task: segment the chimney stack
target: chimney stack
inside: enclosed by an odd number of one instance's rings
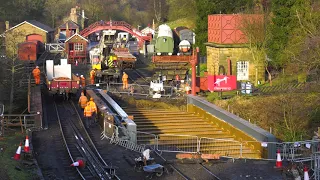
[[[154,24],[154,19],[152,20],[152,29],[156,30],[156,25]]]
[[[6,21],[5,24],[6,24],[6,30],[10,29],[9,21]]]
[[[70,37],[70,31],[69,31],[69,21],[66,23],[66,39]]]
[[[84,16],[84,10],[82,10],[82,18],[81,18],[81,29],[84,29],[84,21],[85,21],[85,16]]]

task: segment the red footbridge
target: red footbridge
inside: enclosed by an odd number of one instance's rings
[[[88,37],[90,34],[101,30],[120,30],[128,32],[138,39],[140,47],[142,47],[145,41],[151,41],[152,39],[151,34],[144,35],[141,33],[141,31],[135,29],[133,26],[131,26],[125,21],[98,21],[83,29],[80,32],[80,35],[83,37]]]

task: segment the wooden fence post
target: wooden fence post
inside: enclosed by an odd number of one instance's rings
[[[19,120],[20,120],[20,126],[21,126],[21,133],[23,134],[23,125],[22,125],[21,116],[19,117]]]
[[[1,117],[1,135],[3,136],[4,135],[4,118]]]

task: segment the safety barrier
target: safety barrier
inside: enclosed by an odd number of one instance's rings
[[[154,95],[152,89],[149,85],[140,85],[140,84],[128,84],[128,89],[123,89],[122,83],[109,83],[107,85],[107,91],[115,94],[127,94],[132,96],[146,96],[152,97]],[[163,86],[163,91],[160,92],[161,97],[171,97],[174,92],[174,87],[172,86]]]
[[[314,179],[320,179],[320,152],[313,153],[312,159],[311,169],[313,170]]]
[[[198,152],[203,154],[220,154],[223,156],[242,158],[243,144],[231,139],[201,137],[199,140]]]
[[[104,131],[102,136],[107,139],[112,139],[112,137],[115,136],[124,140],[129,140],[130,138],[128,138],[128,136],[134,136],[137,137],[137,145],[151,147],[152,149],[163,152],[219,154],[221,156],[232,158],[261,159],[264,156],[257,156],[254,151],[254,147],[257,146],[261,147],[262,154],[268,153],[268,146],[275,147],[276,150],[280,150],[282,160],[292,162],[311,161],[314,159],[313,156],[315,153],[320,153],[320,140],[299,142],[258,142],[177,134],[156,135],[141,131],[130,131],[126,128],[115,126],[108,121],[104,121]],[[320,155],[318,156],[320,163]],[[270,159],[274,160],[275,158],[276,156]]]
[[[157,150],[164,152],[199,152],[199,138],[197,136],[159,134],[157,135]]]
☆ ☆ ☆ ☆ ☆
→ **WORK INSTRUCTIONS**
Print out the entries above word for word from the first line to the line containing "target: safety barrier", both included, omitting the pictures.

→ **SOLVED PROBLEM**
task: segment the chimney stack
target: chimney stack
inside: enclosed by an odd number of one instance's rings
[[[154,24],[154,19],[152,20],[152,29],[156,30],[156,25]]]
[[[6,21],[5,24],[6,24],[6,30],[10,29],[9,21]]]
[[[70,37],[70,31],[69,31],[69,21],[66,23],[66,39]]]
[[[84,16],[84,10],[82,10],[82,18],[81,18],[81,29],[84,29],[84,21],[85,21],[85,16]]]

task: segment the red footbridge
target: red footbridge
inside: enclosed by an odd number of one instance's rings
[[[88,37],[90,34],[101,30],[120,30],[128,32],[138,39],[140,47],[142,47],[145,41],[151,41],[152,39],[151,34],[144,35],[141,33],[141,31],[135,29],[133,26],[131,26],[125,21],[98,21],[83,29],[80,32],[80,35],[83,37]]]

task: segment the wooden fence post
target: wooden fence post
inside: enclosed by an odd number of one instance's rings
[[[19,120],[20,120],[20,126],[21,126],[21,133],[23,134],[23,125],[22,125],[21,116],[19,117]]]
[[[1,117],[1,135],[3,136],[4,135],[4,118]]]

task: segment the safety barrier
target: safety barrier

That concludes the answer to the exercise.